**What is being asked**
Within the material below, transcribe exactly the lines from the one holding "Tag the black shorts, one" through the one holding "<point>627,55</point>", keeping both ends and skipping the rest.

++++ Input ++++

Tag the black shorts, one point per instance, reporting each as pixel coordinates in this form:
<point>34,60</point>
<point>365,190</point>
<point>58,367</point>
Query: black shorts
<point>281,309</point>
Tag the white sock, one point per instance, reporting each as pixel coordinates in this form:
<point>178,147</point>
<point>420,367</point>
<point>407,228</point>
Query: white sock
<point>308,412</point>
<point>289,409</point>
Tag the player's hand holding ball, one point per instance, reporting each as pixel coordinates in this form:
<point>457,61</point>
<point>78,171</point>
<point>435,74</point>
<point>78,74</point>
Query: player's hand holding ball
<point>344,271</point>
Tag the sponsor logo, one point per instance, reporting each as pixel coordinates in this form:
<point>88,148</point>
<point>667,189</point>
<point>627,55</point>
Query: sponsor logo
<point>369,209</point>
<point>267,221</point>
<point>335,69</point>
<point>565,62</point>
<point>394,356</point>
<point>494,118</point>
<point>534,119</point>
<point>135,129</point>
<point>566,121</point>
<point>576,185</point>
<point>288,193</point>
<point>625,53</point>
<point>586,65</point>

++++
++++ Input ++++

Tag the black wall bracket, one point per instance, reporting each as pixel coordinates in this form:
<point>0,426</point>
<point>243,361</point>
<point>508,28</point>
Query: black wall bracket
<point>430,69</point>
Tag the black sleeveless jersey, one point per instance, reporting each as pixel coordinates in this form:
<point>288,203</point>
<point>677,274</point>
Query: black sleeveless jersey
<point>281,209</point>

++++
++++ Input ++++

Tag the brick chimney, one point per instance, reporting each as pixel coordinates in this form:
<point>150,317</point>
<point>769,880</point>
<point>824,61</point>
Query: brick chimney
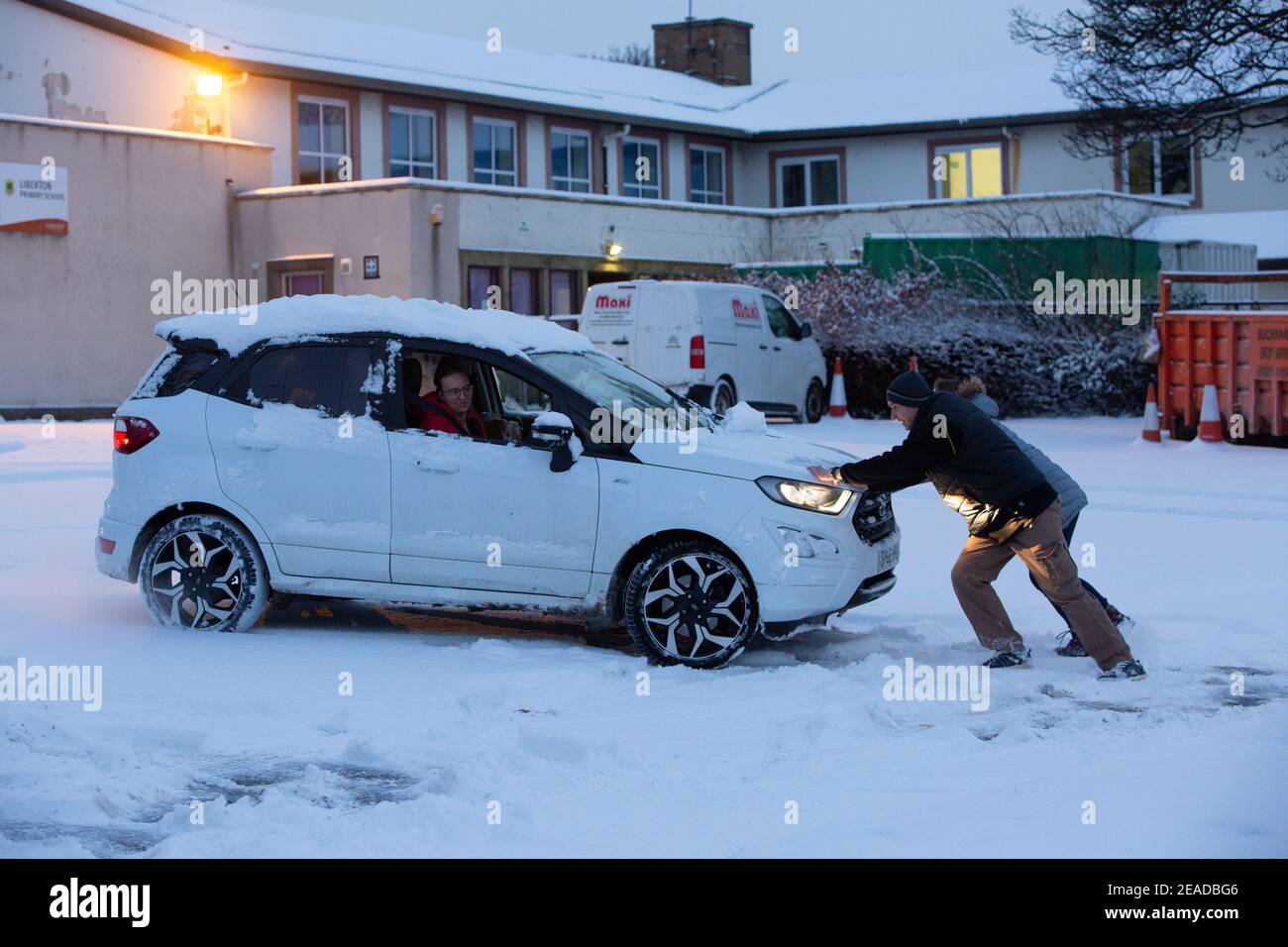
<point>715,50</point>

++++

**Completed task**
Tag the black shorts, one point per instance, reporting each as pixel coordinates in this form:
<point>34,60</point>
<point>365,190</point>
<point>58,367</point>
Query: black shorts
<point>281,309</point>
Tag the white sock, one point per instance, reporting each as pixel coordinates in this form:
<point>178,147</point>
<point>420,367</point>
<point>407,228</point>
Query: white sock
<point>308,412</point>
<point>289,409</point>
Tag the player's hand holding ball, one point per instance, reporting each as pixel coordinates in this form:
<point>457,61</point>
<point>78,171</point>
<point>435,74</point>
<point>78,74</point>
Query: player's hand holding ball
<point>344,271</point>
Tag the sponsor logo, one point per instance, reporting each as pixel coordinates in this form:
<point>88,148</point>
<point>667,189</point>
<point>627,55</point>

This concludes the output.